Written instruction: Rewrite the rows from the line containing "Target: mountain range" through the last row, keeping the requests, and offset every number in the point coordinates by adding 71.

╔══

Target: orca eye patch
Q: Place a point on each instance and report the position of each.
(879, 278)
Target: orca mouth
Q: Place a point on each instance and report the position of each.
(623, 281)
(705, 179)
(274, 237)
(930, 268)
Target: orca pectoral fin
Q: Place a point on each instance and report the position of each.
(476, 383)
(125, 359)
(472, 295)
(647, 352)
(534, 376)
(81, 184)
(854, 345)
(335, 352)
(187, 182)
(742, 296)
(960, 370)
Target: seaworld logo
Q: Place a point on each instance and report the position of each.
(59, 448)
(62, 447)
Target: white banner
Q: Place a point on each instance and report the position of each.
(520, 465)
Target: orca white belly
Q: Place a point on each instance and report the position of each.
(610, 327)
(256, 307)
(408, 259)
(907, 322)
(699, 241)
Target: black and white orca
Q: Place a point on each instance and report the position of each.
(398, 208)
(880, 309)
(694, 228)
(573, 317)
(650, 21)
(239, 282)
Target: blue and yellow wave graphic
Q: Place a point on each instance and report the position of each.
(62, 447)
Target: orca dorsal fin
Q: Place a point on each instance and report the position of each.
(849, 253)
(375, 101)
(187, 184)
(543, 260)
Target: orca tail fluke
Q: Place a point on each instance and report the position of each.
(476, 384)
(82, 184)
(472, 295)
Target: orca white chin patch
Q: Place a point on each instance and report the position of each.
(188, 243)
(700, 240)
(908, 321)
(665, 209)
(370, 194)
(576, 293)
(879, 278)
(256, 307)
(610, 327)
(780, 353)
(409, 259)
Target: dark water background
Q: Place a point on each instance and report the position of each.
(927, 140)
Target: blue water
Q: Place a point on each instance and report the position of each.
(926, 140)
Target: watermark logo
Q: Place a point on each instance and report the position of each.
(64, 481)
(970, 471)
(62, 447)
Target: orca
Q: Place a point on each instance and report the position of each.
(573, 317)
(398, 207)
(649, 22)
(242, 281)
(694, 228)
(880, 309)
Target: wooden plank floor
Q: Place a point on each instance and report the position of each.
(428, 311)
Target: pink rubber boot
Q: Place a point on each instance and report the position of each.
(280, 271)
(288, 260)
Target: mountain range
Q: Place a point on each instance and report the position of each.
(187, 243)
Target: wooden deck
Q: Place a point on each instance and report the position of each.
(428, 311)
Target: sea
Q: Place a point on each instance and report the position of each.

╚══

Written response:
Target: mountain range
Q: Place a point on each instance and report the position of each.
(258, 314)
Target: wooden deck
Q: Place a point on each instance and report the position of each.
(499, 382)
Target: sea
Q: Place a point on each instance and report the position of each.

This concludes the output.